→ FRAGMENTO PARA LEER
● ● ● ●

Terminada la magnética e “independiente” introducción
pasamos a contemplar la relación entre un pianista amante del jazz más clásico
llamado Sebastian (Ryan Gosling) y una aspirante a actriz y barista de nombre Mia (Emma Stone). Sebastian no halla trabajo acorde con sus expectativas. La contemporaneidad exige una música más comercial, ligera y entretenida, como
representa el rol de John Legend. Mia es una barista de una cafetería
que puede ser Starbucks, cafetería que se encuentra dentro de
un estudio de cine. Tómese en cuenta que recién pasada cerca de una hora de
película se darán el primer beso, y esto apunta a proclamar la –en parte- inexplicable
dificultad de su amor.

● ● ● ●

→ LISTADO MOSTRADO

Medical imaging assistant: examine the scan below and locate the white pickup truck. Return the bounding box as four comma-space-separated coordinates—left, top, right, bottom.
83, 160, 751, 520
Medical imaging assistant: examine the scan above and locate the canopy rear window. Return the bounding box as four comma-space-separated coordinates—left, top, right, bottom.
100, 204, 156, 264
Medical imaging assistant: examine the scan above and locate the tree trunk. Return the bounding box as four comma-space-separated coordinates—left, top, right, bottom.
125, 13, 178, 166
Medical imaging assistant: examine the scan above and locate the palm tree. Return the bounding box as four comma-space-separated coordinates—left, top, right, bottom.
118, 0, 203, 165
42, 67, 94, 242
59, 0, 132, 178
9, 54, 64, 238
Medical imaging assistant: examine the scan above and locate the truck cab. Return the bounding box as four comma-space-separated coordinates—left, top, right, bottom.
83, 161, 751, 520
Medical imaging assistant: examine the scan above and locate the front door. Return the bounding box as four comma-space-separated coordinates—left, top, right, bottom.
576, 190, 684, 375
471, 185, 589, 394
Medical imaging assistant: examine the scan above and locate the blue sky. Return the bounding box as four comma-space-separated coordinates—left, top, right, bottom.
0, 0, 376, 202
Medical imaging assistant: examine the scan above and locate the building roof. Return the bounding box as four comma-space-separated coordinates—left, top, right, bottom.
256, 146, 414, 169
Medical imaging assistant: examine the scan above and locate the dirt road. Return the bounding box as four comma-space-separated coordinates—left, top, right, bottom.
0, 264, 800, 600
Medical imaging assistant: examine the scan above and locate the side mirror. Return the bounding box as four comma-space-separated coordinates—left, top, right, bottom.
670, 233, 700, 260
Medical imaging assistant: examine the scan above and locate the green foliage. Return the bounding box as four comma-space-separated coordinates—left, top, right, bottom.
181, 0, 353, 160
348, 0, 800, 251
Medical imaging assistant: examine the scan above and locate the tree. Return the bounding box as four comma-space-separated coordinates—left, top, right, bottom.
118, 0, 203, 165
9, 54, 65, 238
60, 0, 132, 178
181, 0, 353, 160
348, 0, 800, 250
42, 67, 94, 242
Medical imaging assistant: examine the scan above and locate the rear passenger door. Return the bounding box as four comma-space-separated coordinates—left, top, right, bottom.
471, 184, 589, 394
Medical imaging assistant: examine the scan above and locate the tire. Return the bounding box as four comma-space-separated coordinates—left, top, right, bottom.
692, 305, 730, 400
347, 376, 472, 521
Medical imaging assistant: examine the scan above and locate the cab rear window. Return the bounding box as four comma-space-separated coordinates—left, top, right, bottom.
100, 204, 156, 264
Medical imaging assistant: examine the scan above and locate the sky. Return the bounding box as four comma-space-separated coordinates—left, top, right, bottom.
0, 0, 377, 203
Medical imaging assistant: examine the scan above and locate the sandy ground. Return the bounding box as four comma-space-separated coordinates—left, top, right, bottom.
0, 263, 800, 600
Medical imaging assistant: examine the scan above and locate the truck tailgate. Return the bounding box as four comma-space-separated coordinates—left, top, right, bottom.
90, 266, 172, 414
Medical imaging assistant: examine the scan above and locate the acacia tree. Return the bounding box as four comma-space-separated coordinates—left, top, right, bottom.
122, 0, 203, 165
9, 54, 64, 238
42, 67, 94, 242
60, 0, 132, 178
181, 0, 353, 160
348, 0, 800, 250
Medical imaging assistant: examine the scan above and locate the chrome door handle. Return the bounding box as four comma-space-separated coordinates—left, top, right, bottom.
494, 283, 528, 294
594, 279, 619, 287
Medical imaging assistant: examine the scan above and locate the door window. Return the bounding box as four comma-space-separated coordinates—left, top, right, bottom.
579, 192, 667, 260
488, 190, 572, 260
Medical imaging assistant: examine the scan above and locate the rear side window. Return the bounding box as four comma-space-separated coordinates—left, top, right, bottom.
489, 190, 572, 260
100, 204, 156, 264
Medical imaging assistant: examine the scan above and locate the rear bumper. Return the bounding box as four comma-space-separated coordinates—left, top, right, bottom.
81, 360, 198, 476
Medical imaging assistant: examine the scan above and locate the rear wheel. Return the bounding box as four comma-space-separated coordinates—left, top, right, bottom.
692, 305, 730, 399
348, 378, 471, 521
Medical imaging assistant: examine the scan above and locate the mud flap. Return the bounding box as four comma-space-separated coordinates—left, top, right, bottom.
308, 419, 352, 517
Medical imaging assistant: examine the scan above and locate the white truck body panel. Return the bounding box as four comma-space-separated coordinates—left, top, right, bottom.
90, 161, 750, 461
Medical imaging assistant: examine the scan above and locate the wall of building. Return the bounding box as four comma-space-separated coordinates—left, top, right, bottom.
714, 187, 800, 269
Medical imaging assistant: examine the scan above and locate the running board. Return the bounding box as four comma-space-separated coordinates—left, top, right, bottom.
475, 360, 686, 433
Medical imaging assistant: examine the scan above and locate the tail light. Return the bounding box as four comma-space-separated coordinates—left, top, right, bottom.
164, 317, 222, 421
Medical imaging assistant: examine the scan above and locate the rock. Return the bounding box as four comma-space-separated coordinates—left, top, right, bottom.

● ● ● ●

→ EJERCICIO 1
Según el fragmento sobre Sebastian y Mia, ¿por qué Sebastian no encuentra un trabajo acorde con sus expectativas?
→ EJERCICIO 2
Escribe la continuación del fragmento sobre Sebastian y Mia a partir de su última oración.

→ RESPUESTA 1
Porque la época actual exige una música más comercial, ligera y entretenida, como la que representa el papel de John Legend, mientras que Sebastian es un pianista amante del jazz más clásico.

→ RESPUESTA 2
La pareja protagonista pasará por una resistencia a complementarse, ¿del destino? En medio yace un poderoso deseo de auto-realización, el típico -y
a veces realista- egoísmo que invoca el anhelo-fijación de éxito, y de aquello
sale la que para mí es la mejor escena del filme. Mia se reencuentra con
Sebastian cuando ya a ella le había interesado y éste la había ofendido con su
indiferencia. Él toca covers en una banda de temática ochentera. Ella aprovecha
para pedir una canción (I ran, de A Flock of Seagulls) y desquitarse, haciéndolo
ver ridículo (lo que suma la ropa que viste); lo describe como un perdedor, y
esto se debe principalmente, fuera de lo gestos bobos que ella hace, a la letra
de “I ran”, que encaja al milímetro, y describe la situación pasada –su segundo
encuentro; el primero en la autopista- como estúpida y a favor de ella. Éste
momento es hilarante, Emma Stone recurre a su lado más clown y funciona a la perfección. Éste estado virtuoso mayor –extremo- no se repetirá y se entiende, no es una
comedia, el filme busca cierta trascendencia; a Emma Stone se le exige más
un lado serio e incluso dramático (no exenta su simpatía; más alturada), que está bien porque la demuestra versátil como actriz, pero que exhibe también un
repetido semblante compungido, que resuena en parte a falla.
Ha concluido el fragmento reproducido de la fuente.